_GOALS_
A - According to the customs letter, on what date did the office meet with the importer and its counsel to discuss the matter?
B - Quote the customs letter from "District Director of" up to and including "December 7, 1990.".

_SUPPLIED TEXT_

CLA-2 CO:R:C:G 088165 WAW

District Director of Customs
610 South Canal Street
Chicago, IL 60607

RE: Internal Advice Request 66/90 regarding classification of Dog and Cat Treats, Snacks and Biscuits; Subheading 9903.23.35; Subheading 2309.10.00; HRL 086640; HRL 087627; Retail Sale; Bulk Shipments

Dear Sir:

This request for internal advice was initiated by the law firm of Patton, Boggs & Blow, on behalf of their client Mardel Laboratories, Inc., regarding the classification of dog and cat treats, snacks and biscuits from England under the Harmonized Tariff Schedule of the United States Annotated (HTSUSA). This request was forwarded to our office for final determination. We had the opportunity to meet with the importer, counsel for the importer, and other representatives from DeAngelus & Schaffer to discuss this matter on Friday, December 7, 1990.

FACTS:

The merchandise at issue is described as dog treats which are imported in cartons of 22 and 27.5 pounds with plastic weigh out bags in every fourth carton. The weigh out bags are used to package the imported snacks into smaller quantities and are marked with ingredients, analysis and a feeding guide. The imported product consists of more than 6 percent by weight of grain or grain products and is an admixture of grains and feedstuffs. The accompanying literature advertising this product shows a picture of an open container of pet treats with the following statement: "New Marrowbone is now available in bulk for your customers who prefer to buy this way. The 27.5 pound case comes with free weigh-out bags and a colorful attention- getting header card."

On July 17, 1990, the importer, Mardel Laboratories, Inc., received a reject slip requiring a 100 percent deposit of duties on the dog and cat treats. This notice was subsequently followed by a Form 29, Notice of Action, dated July 27, 1990, which was applied to a number of 1989 and 1990 entries of the pet treats. On August 30, 1990, counsel for the importer submitted a request for internal advice to your office regarding the classification of pet treats and snacks imported from England. The request was forwarded to this office for our final determination in this matter.

Counsel for the importer maintains that Customs has erroneously classified the subject merchandise as dog and cat food in subheading 2309.10.00, HTSUSA, based on the reasons set forth below.

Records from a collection

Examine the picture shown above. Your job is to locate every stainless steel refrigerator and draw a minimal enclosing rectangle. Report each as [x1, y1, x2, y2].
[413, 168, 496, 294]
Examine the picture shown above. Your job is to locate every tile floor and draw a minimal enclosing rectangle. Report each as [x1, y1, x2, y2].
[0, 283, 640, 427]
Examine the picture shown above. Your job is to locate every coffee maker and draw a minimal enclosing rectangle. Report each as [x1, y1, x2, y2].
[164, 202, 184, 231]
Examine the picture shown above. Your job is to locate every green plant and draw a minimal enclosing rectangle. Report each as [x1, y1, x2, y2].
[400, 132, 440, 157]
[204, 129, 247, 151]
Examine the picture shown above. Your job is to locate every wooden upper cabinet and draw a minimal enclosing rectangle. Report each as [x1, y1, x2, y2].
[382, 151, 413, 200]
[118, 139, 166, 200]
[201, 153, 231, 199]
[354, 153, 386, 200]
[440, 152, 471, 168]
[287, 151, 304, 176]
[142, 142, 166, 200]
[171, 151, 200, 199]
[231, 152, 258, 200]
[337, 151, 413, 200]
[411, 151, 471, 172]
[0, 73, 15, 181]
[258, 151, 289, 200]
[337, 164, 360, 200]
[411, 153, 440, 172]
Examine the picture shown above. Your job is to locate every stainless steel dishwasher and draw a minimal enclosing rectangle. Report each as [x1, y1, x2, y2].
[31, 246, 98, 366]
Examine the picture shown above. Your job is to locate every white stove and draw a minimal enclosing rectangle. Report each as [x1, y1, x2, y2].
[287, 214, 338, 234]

---

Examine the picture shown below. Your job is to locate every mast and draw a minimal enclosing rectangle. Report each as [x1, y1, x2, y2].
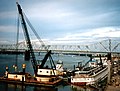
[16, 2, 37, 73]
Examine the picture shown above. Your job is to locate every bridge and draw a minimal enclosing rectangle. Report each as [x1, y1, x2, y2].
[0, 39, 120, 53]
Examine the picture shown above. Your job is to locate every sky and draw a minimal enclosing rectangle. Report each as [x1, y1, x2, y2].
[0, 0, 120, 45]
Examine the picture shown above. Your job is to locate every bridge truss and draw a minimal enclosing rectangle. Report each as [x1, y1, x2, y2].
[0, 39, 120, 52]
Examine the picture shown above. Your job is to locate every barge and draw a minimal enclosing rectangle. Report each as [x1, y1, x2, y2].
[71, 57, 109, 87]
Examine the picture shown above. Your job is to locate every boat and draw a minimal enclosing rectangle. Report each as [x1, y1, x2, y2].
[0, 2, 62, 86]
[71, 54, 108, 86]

---

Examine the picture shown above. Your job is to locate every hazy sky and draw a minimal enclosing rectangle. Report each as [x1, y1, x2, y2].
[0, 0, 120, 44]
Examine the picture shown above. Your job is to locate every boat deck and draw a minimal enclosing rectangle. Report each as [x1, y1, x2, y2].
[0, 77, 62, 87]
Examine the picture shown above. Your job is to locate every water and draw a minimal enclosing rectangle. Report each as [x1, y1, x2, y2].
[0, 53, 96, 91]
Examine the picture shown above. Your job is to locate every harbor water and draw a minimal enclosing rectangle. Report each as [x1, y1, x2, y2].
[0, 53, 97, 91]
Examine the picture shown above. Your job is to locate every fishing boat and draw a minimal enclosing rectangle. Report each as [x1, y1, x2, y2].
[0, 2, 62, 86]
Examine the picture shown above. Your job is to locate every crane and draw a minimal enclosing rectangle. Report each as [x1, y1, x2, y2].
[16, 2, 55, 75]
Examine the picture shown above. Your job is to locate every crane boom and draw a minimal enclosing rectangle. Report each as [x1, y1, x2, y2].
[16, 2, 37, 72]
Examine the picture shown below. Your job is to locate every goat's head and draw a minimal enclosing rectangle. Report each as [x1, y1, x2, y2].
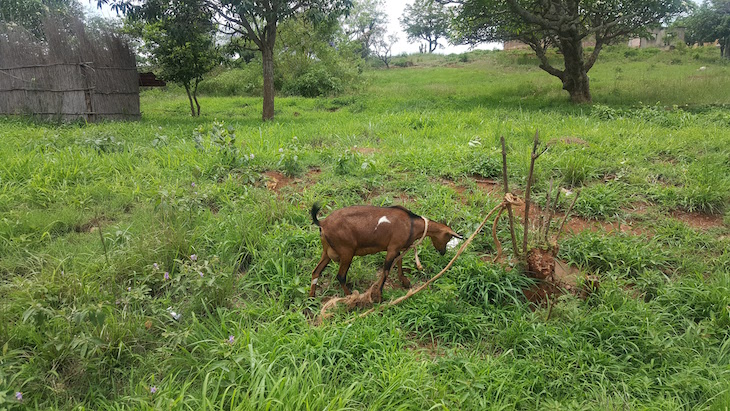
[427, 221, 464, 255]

_RESPONSES FOR EACH TASK_
A - Friday, December 7, 1990.

B -
District Director of Customs
610 South Canal Street
Chicago, IL 60607

RE: Internal Advice Request 66/90 regarding classification of Dog and Cat Treats, Snacks and Biscuits; Subheading 9903.23.35; Subheading 2309.10.00; HRL 086640; HRL 087627; Retail Sale; Bulk Shipments

Dear Sir:

This request for internal advice was initiated by the law firm of Patton, Boggs & Blow, on behalf of their client Mardel Laboratories, Inc., regarding the classification of dog and cat treats, snacks and biscuits from England under the Harmonized Tariff Schedule of the United States Annotated (HTSUSA). This request was forwarded to our office for final determination. We had the opportunity to meet with the importer, counsel for the importer, and other representatives from DeAngelus & Schaffer to discuss this matter on Friday, December 7, 1990.